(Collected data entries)

*** Block opens ***

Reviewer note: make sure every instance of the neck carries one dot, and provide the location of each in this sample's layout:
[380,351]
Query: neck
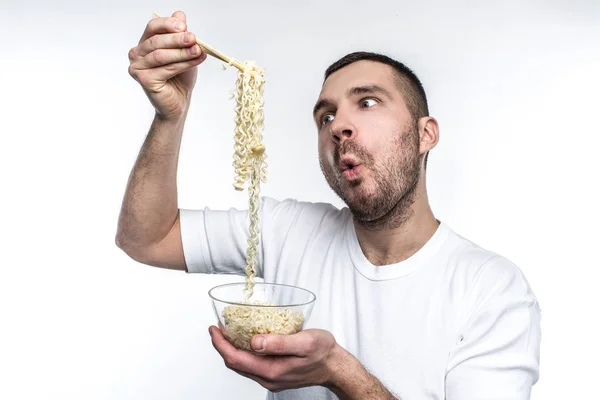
[401,232]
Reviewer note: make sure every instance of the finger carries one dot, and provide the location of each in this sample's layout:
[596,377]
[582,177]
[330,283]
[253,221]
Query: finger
[165,41]
[161,74]
[179,15]
[300,344]
[161,25]
[239,360]
[163,57]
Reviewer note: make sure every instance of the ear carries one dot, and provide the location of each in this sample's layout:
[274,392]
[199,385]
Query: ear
[429,134]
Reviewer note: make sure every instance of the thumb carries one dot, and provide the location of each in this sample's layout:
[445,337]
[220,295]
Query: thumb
[179,15]
[299,344]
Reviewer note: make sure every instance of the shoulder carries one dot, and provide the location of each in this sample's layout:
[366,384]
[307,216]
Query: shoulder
[296,210]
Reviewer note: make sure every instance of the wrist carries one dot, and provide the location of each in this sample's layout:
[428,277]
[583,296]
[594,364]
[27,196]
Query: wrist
[345,371]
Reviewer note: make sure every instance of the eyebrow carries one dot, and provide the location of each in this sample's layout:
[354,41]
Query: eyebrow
[365,89]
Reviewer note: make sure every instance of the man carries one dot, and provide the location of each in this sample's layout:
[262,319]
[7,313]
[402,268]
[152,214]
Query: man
[408,309]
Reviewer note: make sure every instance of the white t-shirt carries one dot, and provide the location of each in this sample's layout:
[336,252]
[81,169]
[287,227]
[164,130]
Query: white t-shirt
[454,321]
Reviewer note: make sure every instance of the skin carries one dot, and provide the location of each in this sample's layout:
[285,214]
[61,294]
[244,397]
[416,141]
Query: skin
[392,217]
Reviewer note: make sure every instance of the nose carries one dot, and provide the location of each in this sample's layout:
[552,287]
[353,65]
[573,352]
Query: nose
[341,129]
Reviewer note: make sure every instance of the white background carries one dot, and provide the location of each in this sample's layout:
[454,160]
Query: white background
[514,86]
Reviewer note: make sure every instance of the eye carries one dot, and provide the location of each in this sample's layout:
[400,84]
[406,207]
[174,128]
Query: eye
[327,118]
[368,103]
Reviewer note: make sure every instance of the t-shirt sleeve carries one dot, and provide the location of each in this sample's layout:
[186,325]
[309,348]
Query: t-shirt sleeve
[215,241]
[498,347]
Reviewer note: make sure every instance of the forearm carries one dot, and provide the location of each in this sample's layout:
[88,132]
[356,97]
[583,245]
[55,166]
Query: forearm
[351,381]
[149,206]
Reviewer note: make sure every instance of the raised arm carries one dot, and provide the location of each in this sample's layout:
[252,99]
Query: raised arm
[165,64]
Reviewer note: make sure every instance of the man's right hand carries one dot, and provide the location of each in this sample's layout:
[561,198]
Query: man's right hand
[165,63]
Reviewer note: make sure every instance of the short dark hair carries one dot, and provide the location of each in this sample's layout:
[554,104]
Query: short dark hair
[410,86]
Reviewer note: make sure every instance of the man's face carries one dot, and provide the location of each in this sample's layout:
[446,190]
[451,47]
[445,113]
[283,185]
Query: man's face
[368,141]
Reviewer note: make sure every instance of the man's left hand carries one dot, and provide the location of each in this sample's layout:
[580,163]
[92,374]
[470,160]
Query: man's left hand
[307,358]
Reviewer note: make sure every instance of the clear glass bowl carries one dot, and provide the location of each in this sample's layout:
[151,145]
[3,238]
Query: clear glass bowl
[273,308]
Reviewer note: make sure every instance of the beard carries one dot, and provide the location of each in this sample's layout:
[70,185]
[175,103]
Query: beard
[386,202]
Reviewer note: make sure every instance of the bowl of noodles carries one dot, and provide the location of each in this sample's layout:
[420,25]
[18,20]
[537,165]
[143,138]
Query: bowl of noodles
[270,308]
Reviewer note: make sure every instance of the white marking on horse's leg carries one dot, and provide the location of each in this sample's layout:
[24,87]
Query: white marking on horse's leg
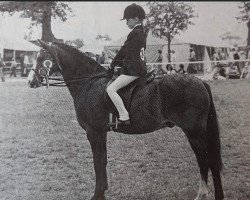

*** Block closes ***

WHAT IS BEING ASKED: Exact lines, nothing more: output the one with "Reviewer note: make sure every instance of the clear" and every later line through the end of the data, skipping pictures.

SOLUTION TO THIS TASK:
Reviewer note: make sure every instance of the clear glass bowl carries one dot, and provide the location of each in this sample's layout:
[151,145]
[3,238]
Query: clear glass bowl
[273,308]
Reviewer note: make sure every instance of the beard carries one dot, and provide the location of each in this sample's layout:
[70,185]
[175,103]
Query: beard
[386,202]
Reviewer note: make sure every instance of the bowl of noodles carries one dot, and provide the location of each in this sample's layout:
[420,25]
[18,20]
[537,165]
[143,138]
Query: bowl of noodles
[270,308]
Reviewer note: make sure every instance of the white marking on horse's leg carries one dot, and provide the location of each in this sample's layout:
[24,87]
Query: white marking on horse's leg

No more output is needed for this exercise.